# GIVEN RECORDS
== == ==

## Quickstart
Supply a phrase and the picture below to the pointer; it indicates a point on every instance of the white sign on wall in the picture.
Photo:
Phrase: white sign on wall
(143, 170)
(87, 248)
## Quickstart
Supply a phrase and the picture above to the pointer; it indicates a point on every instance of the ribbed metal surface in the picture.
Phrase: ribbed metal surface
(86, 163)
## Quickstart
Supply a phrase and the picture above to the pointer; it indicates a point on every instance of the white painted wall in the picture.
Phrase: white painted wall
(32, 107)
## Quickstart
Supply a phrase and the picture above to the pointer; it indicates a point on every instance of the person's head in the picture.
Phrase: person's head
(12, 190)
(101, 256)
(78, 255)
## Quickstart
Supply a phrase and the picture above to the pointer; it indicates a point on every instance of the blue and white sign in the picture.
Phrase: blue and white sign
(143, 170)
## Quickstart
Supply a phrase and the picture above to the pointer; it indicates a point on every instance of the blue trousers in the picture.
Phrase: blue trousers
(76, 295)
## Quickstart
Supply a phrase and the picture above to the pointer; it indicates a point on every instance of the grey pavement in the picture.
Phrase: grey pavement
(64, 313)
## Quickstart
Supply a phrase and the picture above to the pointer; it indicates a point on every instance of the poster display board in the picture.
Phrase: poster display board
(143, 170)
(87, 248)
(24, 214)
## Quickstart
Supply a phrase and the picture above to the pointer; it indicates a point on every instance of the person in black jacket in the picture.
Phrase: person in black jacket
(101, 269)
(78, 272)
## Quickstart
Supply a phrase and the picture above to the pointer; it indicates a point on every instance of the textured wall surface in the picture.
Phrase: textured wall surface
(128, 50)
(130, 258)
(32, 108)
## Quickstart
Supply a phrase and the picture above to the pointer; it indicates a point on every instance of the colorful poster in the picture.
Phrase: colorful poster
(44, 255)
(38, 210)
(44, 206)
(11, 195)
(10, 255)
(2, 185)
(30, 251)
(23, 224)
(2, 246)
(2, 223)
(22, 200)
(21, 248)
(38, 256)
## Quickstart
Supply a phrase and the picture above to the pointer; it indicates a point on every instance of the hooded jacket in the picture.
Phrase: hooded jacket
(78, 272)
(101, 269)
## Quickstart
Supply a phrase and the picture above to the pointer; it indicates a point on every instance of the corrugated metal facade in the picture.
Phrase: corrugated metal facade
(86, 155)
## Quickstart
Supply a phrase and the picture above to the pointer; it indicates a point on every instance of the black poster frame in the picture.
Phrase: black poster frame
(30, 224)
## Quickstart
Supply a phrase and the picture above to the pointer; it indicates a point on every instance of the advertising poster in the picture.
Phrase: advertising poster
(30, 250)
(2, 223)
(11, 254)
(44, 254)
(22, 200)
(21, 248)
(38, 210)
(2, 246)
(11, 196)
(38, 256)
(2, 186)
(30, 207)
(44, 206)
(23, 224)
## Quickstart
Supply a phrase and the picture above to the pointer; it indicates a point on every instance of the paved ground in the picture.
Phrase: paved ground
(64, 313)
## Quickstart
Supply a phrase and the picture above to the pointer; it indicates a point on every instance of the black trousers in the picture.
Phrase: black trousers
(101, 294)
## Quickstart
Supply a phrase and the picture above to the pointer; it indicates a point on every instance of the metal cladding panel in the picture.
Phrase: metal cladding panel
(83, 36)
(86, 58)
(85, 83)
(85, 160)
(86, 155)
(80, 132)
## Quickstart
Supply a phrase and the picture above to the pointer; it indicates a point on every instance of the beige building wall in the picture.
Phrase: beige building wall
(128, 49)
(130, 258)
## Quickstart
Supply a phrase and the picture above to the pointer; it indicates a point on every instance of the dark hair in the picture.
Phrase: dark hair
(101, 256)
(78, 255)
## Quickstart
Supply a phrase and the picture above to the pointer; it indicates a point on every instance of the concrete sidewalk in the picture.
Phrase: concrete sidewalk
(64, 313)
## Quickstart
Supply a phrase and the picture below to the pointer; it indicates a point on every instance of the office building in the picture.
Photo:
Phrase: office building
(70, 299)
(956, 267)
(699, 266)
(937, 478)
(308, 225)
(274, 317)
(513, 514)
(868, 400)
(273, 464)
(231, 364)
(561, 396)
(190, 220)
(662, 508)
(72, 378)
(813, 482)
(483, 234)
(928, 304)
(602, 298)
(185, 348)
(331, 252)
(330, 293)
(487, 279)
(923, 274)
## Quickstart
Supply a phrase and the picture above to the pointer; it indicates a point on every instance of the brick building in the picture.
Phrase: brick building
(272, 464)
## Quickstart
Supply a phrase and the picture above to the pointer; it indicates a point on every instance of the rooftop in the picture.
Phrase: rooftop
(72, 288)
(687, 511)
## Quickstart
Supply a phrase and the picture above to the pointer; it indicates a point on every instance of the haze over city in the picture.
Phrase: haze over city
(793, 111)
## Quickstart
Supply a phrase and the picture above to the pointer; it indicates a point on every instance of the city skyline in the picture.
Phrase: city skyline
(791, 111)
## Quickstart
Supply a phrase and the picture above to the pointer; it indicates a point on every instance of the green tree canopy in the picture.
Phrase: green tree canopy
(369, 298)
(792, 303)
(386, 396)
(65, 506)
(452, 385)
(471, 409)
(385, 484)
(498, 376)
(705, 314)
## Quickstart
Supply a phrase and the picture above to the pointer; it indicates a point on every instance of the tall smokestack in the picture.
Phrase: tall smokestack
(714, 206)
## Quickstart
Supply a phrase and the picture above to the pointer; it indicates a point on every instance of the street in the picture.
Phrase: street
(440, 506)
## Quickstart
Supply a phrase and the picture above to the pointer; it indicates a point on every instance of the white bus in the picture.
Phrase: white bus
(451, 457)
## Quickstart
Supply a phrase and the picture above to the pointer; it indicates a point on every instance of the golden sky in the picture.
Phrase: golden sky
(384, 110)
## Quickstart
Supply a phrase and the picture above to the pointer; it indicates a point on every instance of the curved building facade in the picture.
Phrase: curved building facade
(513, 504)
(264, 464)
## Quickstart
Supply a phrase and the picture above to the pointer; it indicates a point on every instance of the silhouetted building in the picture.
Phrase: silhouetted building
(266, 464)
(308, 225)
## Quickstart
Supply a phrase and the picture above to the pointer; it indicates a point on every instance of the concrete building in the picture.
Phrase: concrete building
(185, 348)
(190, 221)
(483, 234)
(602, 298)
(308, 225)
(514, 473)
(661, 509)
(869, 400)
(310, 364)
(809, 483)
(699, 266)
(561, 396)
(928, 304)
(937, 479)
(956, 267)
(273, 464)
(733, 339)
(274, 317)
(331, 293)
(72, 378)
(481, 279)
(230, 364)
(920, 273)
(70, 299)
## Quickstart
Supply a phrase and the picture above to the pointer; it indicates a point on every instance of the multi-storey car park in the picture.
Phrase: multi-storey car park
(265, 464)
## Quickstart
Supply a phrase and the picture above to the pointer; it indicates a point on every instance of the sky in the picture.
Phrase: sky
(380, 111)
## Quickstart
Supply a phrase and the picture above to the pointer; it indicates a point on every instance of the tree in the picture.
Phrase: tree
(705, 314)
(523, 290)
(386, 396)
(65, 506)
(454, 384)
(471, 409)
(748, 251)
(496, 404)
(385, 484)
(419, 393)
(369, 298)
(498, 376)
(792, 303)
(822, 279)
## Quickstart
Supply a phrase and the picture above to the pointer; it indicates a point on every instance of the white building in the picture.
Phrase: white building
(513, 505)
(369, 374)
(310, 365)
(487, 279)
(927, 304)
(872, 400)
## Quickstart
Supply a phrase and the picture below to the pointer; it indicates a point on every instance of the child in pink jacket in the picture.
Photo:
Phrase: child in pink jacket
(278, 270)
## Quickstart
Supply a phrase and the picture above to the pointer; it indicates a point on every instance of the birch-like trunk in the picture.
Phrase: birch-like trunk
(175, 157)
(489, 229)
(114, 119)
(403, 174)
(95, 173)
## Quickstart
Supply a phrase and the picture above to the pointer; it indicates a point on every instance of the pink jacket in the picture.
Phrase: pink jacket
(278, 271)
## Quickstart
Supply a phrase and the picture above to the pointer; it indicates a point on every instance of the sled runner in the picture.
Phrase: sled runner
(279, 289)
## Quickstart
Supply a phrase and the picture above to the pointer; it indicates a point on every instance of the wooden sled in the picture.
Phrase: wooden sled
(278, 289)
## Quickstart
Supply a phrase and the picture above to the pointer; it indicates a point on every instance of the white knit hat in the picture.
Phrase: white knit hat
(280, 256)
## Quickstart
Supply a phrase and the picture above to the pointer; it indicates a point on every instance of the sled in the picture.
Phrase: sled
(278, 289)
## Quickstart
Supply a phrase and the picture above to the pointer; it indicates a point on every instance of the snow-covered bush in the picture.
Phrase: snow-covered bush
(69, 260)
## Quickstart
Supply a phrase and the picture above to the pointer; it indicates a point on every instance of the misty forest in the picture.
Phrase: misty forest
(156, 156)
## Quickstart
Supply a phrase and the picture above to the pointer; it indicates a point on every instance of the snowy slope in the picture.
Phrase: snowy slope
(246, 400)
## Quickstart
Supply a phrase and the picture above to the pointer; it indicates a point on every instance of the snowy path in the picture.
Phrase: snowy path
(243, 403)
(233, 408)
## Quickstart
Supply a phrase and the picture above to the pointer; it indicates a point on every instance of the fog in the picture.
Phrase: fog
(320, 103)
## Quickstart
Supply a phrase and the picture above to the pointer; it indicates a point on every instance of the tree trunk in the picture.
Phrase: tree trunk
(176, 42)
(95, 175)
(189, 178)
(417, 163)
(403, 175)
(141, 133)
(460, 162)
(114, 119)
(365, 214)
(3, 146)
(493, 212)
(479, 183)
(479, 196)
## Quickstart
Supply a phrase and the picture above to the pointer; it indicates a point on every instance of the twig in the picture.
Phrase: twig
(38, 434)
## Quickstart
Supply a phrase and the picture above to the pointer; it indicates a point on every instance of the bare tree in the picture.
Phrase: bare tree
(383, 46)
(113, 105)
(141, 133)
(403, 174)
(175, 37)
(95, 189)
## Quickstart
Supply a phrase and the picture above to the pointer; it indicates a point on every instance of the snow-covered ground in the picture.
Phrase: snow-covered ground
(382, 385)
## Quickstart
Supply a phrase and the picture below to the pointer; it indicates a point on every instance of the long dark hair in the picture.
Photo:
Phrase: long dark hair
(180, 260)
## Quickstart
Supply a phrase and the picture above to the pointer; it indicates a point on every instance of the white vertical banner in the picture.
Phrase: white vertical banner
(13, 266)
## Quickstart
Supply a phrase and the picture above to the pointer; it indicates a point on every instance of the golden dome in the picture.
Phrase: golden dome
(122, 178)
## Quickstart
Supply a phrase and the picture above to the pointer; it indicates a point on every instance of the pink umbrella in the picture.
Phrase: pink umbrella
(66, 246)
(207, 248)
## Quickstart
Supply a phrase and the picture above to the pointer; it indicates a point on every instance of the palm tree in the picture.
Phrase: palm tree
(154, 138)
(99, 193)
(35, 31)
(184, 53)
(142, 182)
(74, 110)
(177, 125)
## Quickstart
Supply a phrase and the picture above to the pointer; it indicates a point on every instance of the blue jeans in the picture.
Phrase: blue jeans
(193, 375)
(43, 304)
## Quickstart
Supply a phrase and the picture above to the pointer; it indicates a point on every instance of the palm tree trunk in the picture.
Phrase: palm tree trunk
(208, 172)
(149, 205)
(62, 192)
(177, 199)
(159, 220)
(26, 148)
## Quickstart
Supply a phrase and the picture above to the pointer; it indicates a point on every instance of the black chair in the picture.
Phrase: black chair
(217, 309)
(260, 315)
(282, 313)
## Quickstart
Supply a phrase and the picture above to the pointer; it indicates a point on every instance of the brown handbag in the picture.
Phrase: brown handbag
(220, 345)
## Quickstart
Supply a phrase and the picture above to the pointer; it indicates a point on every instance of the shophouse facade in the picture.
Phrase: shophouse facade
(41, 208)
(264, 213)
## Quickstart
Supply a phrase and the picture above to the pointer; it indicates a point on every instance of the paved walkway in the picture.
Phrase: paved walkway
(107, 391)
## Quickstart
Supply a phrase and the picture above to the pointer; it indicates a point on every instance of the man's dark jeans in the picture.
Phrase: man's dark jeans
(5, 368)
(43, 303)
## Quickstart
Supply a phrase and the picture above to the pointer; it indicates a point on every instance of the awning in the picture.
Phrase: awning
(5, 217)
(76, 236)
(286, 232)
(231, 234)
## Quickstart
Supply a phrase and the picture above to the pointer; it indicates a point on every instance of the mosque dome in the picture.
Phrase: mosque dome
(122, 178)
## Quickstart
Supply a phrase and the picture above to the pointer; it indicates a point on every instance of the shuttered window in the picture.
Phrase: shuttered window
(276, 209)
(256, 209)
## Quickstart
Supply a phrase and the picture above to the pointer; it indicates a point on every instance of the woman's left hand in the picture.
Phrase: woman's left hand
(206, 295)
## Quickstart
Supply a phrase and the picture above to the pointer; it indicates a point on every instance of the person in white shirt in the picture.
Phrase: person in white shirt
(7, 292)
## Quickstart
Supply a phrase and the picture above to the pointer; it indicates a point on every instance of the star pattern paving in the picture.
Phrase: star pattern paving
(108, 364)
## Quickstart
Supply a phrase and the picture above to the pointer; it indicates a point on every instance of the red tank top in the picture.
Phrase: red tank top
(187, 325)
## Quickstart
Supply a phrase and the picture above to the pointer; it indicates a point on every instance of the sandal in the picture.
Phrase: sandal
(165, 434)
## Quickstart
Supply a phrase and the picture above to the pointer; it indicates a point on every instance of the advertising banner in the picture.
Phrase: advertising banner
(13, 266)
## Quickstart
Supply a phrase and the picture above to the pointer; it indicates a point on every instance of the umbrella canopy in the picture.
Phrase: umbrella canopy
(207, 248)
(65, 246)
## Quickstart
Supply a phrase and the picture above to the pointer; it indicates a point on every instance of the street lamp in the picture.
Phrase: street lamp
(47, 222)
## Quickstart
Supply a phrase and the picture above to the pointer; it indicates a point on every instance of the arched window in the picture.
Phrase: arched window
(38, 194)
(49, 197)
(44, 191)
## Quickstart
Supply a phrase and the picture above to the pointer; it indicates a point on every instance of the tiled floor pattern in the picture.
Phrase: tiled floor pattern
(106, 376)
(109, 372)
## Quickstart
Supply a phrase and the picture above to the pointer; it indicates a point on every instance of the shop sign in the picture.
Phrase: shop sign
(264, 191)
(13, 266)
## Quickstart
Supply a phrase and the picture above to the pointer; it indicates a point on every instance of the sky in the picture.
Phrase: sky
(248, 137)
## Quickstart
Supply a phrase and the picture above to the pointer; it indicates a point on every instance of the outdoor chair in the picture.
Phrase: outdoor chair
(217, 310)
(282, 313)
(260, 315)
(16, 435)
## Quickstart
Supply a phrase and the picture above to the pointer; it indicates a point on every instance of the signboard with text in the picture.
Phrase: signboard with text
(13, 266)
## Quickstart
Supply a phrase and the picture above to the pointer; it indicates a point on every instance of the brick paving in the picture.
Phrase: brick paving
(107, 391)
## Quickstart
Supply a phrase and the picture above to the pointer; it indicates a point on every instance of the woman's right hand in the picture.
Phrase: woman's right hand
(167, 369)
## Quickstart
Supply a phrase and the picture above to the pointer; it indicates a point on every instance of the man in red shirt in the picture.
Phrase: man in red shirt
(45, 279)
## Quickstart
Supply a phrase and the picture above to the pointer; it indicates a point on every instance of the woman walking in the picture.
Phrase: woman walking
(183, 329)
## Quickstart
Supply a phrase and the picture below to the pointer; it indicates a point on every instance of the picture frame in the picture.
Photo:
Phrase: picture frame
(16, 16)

== == ==

# EXERCISE INSTRUCTIONS
Extract every line of the records above that contains the word "skyline", matching case exactly.

# TASK RESPONSE
Supply a phrase and the picture above to the pointer; it indicates a point on every instance of the city skyline in the picture.
Phrase: city skyline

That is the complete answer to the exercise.